== Material shown ==

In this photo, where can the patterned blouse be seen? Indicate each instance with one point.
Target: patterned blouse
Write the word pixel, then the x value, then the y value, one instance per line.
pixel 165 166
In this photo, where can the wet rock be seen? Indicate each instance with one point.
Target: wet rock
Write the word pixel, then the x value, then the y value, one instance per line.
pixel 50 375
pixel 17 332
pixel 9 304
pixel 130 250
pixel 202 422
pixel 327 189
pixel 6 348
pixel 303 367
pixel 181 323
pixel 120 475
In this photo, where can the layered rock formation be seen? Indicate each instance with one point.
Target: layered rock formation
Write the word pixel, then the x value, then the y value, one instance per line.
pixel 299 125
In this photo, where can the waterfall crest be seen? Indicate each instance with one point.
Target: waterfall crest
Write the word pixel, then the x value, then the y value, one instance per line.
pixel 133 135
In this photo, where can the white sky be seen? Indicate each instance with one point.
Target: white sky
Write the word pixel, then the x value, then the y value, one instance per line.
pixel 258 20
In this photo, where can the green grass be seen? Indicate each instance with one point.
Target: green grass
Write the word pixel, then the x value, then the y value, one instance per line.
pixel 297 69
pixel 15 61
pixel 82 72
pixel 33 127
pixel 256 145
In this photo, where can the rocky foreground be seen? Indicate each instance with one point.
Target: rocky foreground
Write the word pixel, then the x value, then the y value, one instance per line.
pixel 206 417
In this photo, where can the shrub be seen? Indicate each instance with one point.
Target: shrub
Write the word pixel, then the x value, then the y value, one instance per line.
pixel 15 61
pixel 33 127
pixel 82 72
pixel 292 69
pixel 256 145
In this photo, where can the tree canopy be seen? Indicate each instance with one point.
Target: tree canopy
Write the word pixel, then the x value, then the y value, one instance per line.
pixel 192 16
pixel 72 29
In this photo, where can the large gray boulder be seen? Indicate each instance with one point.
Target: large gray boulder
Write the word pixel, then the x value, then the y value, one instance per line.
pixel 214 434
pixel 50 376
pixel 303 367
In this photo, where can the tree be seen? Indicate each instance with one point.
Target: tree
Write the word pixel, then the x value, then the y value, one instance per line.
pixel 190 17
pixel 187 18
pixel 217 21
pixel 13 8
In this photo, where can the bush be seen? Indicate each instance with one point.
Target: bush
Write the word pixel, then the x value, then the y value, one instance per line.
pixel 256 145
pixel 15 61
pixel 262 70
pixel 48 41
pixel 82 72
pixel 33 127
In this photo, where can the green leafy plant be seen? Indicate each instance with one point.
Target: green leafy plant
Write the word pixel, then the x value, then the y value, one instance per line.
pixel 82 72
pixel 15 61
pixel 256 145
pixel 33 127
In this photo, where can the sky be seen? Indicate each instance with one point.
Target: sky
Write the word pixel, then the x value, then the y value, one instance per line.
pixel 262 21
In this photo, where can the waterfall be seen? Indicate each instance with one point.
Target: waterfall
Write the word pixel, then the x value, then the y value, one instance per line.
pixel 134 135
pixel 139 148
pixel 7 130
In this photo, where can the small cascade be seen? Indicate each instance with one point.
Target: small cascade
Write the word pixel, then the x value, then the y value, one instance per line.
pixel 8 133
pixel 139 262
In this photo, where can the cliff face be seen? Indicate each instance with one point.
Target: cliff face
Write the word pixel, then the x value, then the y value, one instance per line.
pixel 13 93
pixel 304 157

===

Instructions to follow - Return from the data every line that holds "layered".

Task result -
In this photo, where can the layered rock formation be seen? Indicate each instance with one point.
Target: layered rock formation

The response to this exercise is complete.